[Your goal]
Repeat every entry, word for word, leaving no line out.

[Information shown]
▶

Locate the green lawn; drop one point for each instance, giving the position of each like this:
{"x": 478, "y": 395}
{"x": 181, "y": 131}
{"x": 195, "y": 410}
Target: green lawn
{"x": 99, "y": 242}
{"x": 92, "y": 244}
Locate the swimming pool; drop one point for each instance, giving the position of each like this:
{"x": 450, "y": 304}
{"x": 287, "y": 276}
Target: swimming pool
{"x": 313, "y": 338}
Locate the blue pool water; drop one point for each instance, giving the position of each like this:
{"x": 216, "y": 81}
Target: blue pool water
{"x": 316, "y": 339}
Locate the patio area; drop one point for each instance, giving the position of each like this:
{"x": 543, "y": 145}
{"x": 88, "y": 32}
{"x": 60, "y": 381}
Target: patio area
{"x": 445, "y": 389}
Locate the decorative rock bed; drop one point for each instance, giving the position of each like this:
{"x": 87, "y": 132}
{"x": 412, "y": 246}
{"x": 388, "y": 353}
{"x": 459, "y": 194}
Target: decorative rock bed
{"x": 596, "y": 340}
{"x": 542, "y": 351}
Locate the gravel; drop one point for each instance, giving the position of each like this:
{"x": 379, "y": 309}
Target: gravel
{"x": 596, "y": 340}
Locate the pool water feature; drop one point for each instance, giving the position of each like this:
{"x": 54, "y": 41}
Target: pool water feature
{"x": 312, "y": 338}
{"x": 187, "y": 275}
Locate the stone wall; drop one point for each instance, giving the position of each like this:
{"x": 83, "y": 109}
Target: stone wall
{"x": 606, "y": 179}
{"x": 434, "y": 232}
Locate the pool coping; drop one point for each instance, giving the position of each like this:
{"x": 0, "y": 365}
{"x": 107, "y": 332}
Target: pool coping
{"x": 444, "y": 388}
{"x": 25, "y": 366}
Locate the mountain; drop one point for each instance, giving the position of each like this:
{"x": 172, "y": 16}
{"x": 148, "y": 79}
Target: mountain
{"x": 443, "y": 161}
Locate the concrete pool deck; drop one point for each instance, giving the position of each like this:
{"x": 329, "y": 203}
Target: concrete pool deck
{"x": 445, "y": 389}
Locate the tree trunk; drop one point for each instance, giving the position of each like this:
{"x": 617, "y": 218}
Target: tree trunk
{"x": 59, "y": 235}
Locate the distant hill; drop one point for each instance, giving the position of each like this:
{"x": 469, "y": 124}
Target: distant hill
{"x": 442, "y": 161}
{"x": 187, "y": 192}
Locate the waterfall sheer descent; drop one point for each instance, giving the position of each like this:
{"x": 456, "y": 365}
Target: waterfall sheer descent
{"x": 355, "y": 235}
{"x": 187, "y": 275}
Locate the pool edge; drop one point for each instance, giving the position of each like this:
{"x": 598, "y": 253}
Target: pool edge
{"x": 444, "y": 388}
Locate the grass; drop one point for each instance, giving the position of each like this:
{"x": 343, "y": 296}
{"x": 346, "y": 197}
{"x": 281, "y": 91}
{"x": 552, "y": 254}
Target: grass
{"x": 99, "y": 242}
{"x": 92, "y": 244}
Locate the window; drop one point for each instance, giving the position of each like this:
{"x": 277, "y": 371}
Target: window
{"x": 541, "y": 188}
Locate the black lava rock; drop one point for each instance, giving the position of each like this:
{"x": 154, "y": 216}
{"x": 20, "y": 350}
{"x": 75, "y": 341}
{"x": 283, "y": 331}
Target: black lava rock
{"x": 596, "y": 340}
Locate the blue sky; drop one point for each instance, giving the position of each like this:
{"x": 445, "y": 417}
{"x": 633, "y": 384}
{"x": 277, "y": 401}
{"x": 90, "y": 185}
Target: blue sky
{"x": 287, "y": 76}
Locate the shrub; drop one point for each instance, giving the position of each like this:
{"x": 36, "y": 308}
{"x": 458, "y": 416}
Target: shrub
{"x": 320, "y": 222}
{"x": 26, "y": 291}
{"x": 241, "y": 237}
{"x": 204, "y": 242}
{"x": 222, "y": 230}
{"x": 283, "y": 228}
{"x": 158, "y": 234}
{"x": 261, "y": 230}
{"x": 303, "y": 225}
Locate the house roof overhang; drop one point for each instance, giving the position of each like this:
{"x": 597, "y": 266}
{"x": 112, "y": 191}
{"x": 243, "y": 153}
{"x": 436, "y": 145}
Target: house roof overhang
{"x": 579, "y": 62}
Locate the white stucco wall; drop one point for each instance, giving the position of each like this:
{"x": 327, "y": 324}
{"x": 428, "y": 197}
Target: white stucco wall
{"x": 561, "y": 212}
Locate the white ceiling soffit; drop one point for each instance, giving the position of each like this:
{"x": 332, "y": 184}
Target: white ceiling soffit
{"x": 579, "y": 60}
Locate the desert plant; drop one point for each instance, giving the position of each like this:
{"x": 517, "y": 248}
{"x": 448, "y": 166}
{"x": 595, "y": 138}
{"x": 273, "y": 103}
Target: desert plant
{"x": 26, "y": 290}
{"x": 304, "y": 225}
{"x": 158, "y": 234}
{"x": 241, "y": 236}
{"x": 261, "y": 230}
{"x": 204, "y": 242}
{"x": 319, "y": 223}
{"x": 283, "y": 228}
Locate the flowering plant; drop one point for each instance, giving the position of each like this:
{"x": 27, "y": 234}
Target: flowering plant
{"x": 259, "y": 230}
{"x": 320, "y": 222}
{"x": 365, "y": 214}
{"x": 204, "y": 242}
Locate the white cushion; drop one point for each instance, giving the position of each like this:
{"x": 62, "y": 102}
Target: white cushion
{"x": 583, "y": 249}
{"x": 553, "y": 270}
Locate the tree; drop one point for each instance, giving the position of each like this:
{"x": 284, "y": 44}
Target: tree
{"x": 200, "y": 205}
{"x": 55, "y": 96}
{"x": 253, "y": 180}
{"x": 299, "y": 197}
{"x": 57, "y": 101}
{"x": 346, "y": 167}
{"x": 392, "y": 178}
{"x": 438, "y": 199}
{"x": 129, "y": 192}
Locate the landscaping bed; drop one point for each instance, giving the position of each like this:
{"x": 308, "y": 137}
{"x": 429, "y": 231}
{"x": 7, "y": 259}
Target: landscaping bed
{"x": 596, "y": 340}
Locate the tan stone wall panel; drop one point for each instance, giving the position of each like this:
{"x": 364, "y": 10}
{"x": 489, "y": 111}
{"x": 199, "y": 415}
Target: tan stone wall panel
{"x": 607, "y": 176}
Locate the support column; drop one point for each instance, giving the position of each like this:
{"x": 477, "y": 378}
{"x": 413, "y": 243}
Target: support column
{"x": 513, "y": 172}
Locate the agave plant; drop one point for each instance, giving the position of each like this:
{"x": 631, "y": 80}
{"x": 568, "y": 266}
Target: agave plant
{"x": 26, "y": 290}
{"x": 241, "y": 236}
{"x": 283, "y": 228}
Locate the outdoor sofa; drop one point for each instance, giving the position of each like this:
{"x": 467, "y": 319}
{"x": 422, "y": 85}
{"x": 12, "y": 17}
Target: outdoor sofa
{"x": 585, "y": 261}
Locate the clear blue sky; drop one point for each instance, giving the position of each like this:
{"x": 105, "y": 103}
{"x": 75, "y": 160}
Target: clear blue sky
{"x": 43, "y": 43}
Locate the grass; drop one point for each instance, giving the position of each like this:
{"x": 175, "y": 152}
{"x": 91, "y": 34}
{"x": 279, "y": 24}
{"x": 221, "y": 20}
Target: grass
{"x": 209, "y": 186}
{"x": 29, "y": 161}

◀

[Reply]
Locate the green lawn; drop one point for each instance, giving the position of each like this:
{"x": 478, "y": 395}
{"x": 181, "y": 131}
{"x": 195, "y": 410}
Target: green lawn
{"x": 99, "y": 242}
{"x": 92, "y": 244}
Locate the swimming pool; drop one point for each instance, giving the position of each like this:
{"x": 450, "y": 304}
{"x": 287, "y": 276}
Target: swimming pool
{"x": 313, "y": 338}
Locate the blue pool water; drop one point for each instance, giving the position of each like this:
{"x": 216, "y": 81}
Target: blue pool water
{"x": 316, "y": 339}
Locate the patio area; drop one point for each instance, giving the position of each like this:
{"x": 543, "y": 145}
{"x": 88, "y": 32}
{"x": 60, "y": 381}
Target: patio area
{"x": 445, "y": 389}
Locate the decorative rock bed; drop one point for each instance, giving the position of each like this:
{"x": 87, "y": 132}
{"x": 412, "y": 246}
{"x": 388, "y": 353}
{"x": 459, "y": 194}
Target: decorative rock bed
{"x": 596, "y": 340}
{"x": 542, "y": 351}
Locate the gravel; drop one point for each instance, giving the position of each like this:
{"x": 379, "y": 309}
Target: gravel
{"x": 596, "y": 340}
Locate the pool water feature; drop one point for each instance, giving the position of each like this:
{"x": 54, "y": 41}
Target: pool water feature
{"x": 312, "y": 338}
{"x": 187, "y": 275}
Locate the stone wall; drop one point for each instance, giving the position of each like this:
{"x": 83, "y": 109}
Target: stone wall
{"x": 606, "y": 179}
{"x": 434, "y": 232}
Locate the pool coping; drop one point for each instance, giving the position of each like this:
{"x": 0, "y": 365}
{"x": 107, "y": 332}
Target: pool coping
{"x": 444, "y": 388}
{"x": 25, "y": 366}
Locate the mountain; drop one point for each instance, giving the position of each like this:
{"x": 172, "y": 16}
{"x": 148, "y": 79}
Target: mountain
{"x": 443, "y": 161}
Locate the concrete pool deck; drop one point for each instance, giving the position of each like this:
{"x": 329, "y": 203}
Target: concrete pool deck
{"x": 445, "y": 389}
Locate the tree trunk; drop one point for each instance, giving the position of each like this:
{"x": 617, "y": 218}
Target: tree trunk
{"x": 59, "y": 235}
Locate the distant hill; drop one point for each instance, giving the position of each like this:
{"x": 469, "y": 124}
Target: distant hill
{"x": 442, "y": 161}
{"x": 187, "y": 192}
Locate the waterfall sheer descent; drop one point for each instance, giving the position of each like this:
{"x": 456, "y": 365}
Target: waterfall sheer descent
{"x": 355, "y": 235}
{"x": 187, "y": 275}
Locate the pool edge; drop one point for each instance, giving the position of each like this:
{"x": 598, "y": 253}
Target: pool edge
{"x": 444, "y": 388}
Locate the grass; drop one point for each instance, giving the position of each like this:
{"x": 343, "y": 296}
{"x": 346, "y": 197}
{"x": 281, "y": 91}
{"x": 552, "y": 254}
Target: grass
{"x": 99, "y": 242}
{"x": 92, "y": 244}
Locate the window; drop one point for each instance, giving the position of each like this:
{"x": 277, "y": 371}
Target: window
{"x": 541, "y": 188}
Locate the black lava rock; drop one point for each instance, giving the position of each like this:
{"x": 154, "y": 216}
{"x": 20, "y": 350}
{"x": 75, "y": 341}
{"x": 283, "y": 331}
Target: black lava rock
{"x": 596, "y": 340}
Locate the blue sky; drop one point for each instance, giving the position of each like this:
{"x": 445, "y": 417}
{"x": 633, "y": 384}
{"x": 277, "y": 401}
{"x": 90, "y": 185}
Target: blue sky
{"x": 287, "y": 76}
Locate the shrub; drop one point for each instance, giving the position of each like this:
{"x": 36, "y": 308}
{"x": 458, "y": 416}
Target: shrub
{"x": 320, "y": 222}
{"x": 26, "y": 291}
{"x": 241, "y": 237}
{"x": 204, "y": 242}
{"x": 222, "y": 230}
{"x": 283, "y": 228}
{"x": 158, "y": 234}
{"x": 261, "y": 230}
{"x": 303, "y": 225}
Locate the house roof overhang; drop one point for each instance, giving the position of each like this:
{"x": 597, "y": 266}
{"x": 112, "y": 191}
{"x": 243, "y": 153}
{"x": 436, "y": 145}
Target: house roof overhang
{"x": 579, "y": 62}
Locate the white stucco wall; drop one point for each instance, giving the position of each like this:
{"x": 327, "y": 324}
{"x": 428, "y": 197}
Target: white stucco wall
{"x": 561, "y": 212}
Locate the white ceiling soffit; drop one point for each instance, giving the position of each like this:
{"x": 332, "y": 184}
Target: white ceiling soffit
{"x": 579, "y": 60}
Locate the desert plant; drop one point for each instance, giving the position of each like this:
{"x": 517, "y": 248}
{"x": 448, "y": 166}
{"x": 595, "y": 138}
{"x": 273, "y": 103}
Target: desert plant
{"x": 26, "y": 290}
{"x": 304, "y": 225}
{"x": 158, "y": 234}
{"x": 241, "y": 236}
{"x": 261, "y": 230}
{"x": 204, "y": 242}
{"x": 319, "y": 223}
{"x": 283, "y": 228}
Locate the flowering plant; drop one point for each instance, giving the position of each like this:
{"x": 27, "y": 234}
Target: flowering plant
{"x": 259, "y": 230}
{"x": 320, "y": 222}
{"x": 365, "y": 214}
{"x": 204, "y": 242}
Locate the white cushion; drop one point for each instance, giving the position of each like this:
{"x": 62, "y": 102}
Target: white cushion
{"x": 583, "y": 249}
{"x": 553, "y": 270}
Locate the tree; drop one point for each instance, giving the position of each like this:
{"x": 284, "y": 44}
Target: tree
{"x": 200, "y": 205}
{"x": 55, "y": 96}
{"x": 253, "y": 180}
{"x": 299, "y": 197}
{"x": 57, "y": 101}
{"x": 346, "y": 167}
{"x": 392, "y": 178}
{"x": 438, "y": 199}
{"x": 129, "y": 192}
Locate the landscaping bed; drop one point for each instance, giving the position of each like this:
{"x": 308, "y": 137}
{"x": 429, "y": 231}
{"x": 7, "y": 259}
Target: landscaping bed
{"x": 596, "y": 340}
Locate the tan stone wall panel; drop one point for each instance, giving the position of each like this:
{"x": 364, "y": 10}
{"x": 489, "y": 111}
{"x": 199, "y": 415}
Target: tan stone wall panel
{"x": 607, "y": 176}
Locate the support column; drop one point for each instance, giving the position of each like this:
{"x": 477, "y": 378}
{"x": 413, "y": 243}
Target: support column
{"x": 513, "y": 172}
Locate the agave plant; drop one point for each instance, giving the position of each like this:
{"x": 631, "y": 80}
{"x": 568, "y": 266}
Target: agave plant
{"x": 26, "y": 290}
{"x": 241, "y": 236}
{"x": 283, "y": 228}
Locate the outdoor sofa; drop one point for each instance, giving the position of each like this:
{"x": 467, "y": 319}
{"x": 422, "y": 85}
{"x": 12, "y": 17}
Target: outdoor sofa
{"x": 585, "y": 261}
Locate the clear blue sky; drop one point for each instance, giving the position of each like this:
{"x": 105, "y": 103}
{"x": 75, "y": 160}
Target: clear blue sky
{"x": 43, "y": 43}
Locate the grass; drop one point for each instance, giving the position of each like this:
{"x": 175, "y": 152}
{"x": 91, "y": 34}
{"x": 279, "y": 24}
{"x": 221, "y": 20}
Target: grass
{"x": 209, "y": 186}
{"x": 29, "y": 161}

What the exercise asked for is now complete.